## Exercise details
Every record that follows should be printed verbatim.

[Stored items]

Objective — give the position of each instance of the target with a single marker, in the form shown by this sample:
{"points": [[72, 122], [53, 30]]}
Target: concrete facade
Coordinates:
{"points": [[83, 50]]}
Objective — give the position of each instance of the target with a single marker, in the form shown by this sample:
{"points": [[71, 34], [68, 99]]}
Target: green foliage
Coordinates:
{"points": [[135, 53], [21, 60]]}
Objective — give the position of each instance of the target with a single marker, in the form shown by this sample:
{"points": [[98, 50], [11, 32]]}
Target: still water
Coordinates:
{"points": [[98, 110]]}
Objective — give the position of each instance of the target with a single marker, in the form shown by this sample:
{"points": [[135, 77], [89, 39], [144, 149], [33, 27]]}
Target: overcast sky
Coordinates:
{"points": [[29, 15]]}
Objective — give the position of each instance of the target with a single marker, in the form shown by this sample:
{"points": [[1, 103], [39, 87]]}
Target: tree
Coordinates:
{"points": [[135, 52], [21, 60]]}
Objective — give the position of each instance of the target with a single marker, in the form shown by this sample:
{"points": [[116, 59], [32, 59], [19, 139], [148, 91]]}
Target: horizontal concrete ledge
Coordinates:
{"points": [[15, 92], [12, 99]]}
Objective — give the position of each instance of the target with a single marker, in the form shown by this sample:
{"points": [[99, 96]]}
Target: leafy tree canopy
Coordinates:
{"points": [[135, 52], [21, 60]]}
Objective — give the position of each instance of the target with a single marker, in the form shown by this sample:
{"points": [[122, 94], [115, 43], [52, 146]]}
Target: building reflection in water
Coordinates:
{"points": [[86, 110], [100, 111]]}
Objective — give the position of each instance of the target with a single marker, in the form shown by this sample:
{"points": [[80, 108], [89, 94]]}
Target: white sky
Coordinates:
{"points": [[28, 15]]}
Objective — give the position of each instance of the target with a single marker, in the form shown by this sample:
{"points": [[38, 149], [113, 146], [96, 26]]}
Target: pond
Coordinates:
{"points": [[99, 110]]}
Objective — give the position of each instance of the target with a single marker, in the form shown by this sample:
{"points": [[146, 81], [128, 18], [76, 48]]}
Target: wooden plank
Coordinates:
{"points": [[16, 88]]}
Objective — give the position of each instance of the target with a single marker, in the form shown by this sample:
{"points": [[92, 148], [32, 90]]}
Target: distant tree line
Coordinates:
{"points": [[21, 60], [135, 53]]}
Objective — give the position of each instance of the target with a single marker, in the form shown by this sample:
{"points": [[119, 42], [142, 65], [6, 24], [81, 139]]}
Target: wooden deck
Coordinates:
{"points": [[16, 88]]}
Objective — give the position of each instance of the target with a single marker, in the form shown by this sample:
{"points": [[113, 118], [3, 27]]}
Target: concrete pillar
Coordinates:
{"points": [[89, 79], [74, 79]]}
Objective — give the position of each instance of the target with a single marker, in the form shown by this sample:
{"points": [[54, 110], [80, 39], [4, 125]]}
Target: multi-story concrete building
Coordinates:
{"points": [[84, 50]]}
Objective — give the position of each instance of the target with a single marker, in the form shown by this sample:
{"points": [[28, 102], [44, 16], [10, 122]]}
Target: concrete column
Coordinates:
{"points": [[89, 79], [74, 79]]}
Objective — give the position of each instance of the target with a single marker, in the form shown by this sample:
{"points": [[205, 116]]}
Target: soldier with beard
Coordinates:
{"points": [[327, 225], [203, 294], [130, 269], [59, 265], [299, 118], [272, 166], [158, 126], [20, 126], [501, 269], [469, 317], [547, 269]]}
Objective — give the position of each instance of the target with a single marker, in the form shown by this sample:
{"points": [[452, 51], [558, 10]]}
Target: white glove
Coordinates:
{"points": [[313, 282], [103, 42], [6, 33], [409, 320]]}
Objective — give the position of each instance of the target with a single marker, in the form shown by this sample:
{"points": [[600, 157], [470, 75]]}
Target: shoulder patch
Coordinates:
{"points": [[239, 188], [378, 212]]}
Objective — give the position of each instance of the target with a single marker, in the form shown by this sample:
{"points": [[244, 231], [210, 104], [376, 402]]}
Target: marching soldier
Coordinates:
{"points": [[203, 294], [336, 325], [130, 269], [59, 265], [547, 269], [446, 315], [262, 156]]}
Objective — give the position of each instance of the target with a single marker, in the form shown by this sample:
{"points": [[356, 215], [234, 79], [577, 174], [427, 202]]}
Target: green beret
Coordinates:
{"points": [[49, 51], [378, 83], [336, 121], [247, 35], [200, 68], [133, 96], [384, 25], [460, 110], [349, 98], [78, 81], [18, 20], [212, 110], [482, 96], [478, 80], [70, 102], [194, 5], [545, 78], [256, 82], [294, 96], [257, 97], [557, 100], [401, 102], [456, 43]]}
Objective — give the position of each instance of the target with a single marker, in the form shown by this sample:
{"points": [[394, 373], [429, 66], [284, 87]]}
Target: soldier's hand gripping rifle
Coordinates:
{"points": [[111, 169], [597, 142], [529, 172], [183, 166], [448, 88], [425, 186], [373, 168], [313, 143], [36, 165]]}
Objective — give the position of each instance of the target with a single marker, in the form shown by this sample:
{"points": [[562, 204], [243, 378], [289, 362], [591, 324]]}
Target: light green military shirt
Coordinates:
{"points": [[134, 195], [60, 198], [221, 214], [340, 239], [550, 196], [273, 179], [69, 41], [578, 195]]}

## Solution to the problem
Objective — give the position of each instance of the target with a single marker, in the form shown by this sample:
{"points": [[72, 122], [53, 30]]}
Target: concrete facade
Coordinates:
{"points": [[83, 50]]}
Objective — give the position of each instance of the target with a single marker, in the form shown by this sample:
{"points": [[71, 34], [68, 99]]}
Target: green foliage
Coordinates:
{"points": [[135, 53], [21, 60]]}
Objective — give the position of each instance of the target with a single marker, in the form shown by this sample:
{"points": [[98, 50], [11, 32]]}
Target: still water
Coordinates:
{"points": [[98, 110]]}
Objective — give the position of each instance of the target with a single marker, in the form shown by this sample:
{"points": [[135, 77], [89, 39], [144, 149], [33, 27]]}
Target: overcast sky
Coordinates:
{"points": [[29, 15]]}
Objective — give the position of each instance of the target with a single marker, in the form shown by this sample:
{"points": [[1, 103], [39, 87]]}
Target: tree
Coordinates:
{"points": [[135, 52], [21, 60]]}
Objective — give the position of each instance of the target with a single marker, in the form shown by this sample:
{"points": [[116, 59], [32, 59], [19, 139], [148, 91]]}
Target: horizontal concrete ledge
Coordinates:
{"points": [[15, 92], [12, 99]]}
Objective — give the position of each instance of the target with a single marker, in the form shown by this sample:
{"points": [[99, 96]]}
Target: leafy tree canopy
Coordinates:
{"points": [[135, 52], [21, 60]]}
Objective — give the position of each instance of the target with a single marker, in the form shown by this sample:
{"points": [[122, 94], [115, 43], [52, 146]]}
Target: building reflection in water
Coordinates:
{"points": [[86, 110], [100, 111]]}
Objective — give the position of each instance of the target with a single marker, in the form shown by this sample:
{"points": [[80, 108], [89, 94]]}
Target: white sky
Coordinates:
{"points": [[28, 15]]}
Objective — give the position of each instance of the target with a single marker, in the form shown by this sample:
{"points": [[38, 149], [113, 146], [96, 26]]}
Target: pond
Coordinates:
{"points": [[99, 110]]}
Objective — give the position of each instance of the target with a single marker, in the form shown by this sample:
{"points": [[146, 81], [128, 18], [76, 48]]}
Target: wooden plank
Coordinates:
{"points": [[16, 88]]}
Objective — give the position of each instance of the target with a single marker, in the form shown by this sample:
{"points": [[92, 148], [32, 90]]}
Target: distant tree line
Coordinates:
{"points": [[21, 60], [135, 53]]}
Objective — give the position of each instance of the target with a single marker, in the form shown by this sample:
{"points": [[119, 42], [142, 65], [6, 24], [81, 139]]}
Target: wooden deck
Coordinates:
{"points": [[16, 88]]}
Objective — give the position of each instance of the target with a single marker, in the form shown by this sample:
{"points": [[113, 118], [3, 27]]}
Target: concrete pillar
Coordinates:
{"points": [[89, 79], [74, 79]]}
Objective — give the position of each instance of the target with a single marker, in the form shown by this sample:
{"points": [[54, 110], [80, 39], [4, 125]]}
Target: multi-story concrete building
Coordinates:
{"points": [[84, 50]]}
Objective — give the position of each instance of the target with a single marker, in the form shown by this sample:
{"points": [[28, 102], [44, 16], [10, 122]]}
Target: concrete column
Coordinates:
{"points": [[89, 79], [74, 79]]}
Objective — give the position of each instance of the target with a single marker, in the form shown by this sample:
{"points": [[205, 116]]}
Target: soldier with beard
Coordinates:
{"points": [[327, 225], [203, 294], [130, 269], [59, 265], [299, 118], [272, 166], [158, 126], [20, 126], [501, 269], [469, 317], [547, 269]]}
Objective — give the position of each instance of the target with a single marker, in the form shown by this sample:
{"points": [[452, 51], [558, 10]]}
Target: white glove
Coordinates:
{"points": [[313, 282], [103, 42], [6, 33], [409, 320]]}
Objective — give the position of each instance of the target with a single marker, in the form shown by this sample:
{"points": [[600, 157], [470, 75]]}
Target: shoulder patch
Coordinates:
{"points": [[239, 188], [378, 212]]}
Objective — give the position of each instance of the target with a single marker, in the form shown by this sample:
{"points": [[244, 231], [210, 104], [376, 402]]}
Target: marching soldier
Coordinates:
{"points": [[203, 294], [336, 325], [130, 269], [59, 265], [547, 269], [446, 315], [262, 156]]}
Objective — give the position of each instance of the target with a single marker, in the form shown by this sample:
{"points": [[356, 215], [234, 79], [577, 174], [427, 202]]}
Target: green beret
Coordinates:
{"points": [[49, 51], [378, 83], [336, 121], [247, 35], [200, 68], [133, 96], [384, 25], [460, 110], [349, 98], [78, 81], [18, 20], [212, 110], [482, 96], [478, 80], [70, 102], [194, 5], [545, 78], [256, 82], [294, 96], [257, 97], [557, 100], [401, 102], [456, 43]]}
Objective — give the position of each instance of the target with a single marker, in the form shown by this sample:
{"points": [[394, 373], [429, 66], [284, 87]]}
Target: soldier's hand gripping rifle
Coordinates:
{"points": [[111, 169], [597, 142], [529, 172], [183, 166], [448, 88], [425, 186], [373, 168], [313, 143], [36, 165]]}
Objective — give the position of each instance of the target with a single marker, in the form shown by this sample:
{"points": [[562, 204], [243, 378], [289, 362], [591, 324]]}
Target: light green military shirt
Coordinates:
{"points": [[134, 195], [60, 198], [221, 214], [340, 239], [550, 196], [273, 179], [69, 41], [578, 195]]}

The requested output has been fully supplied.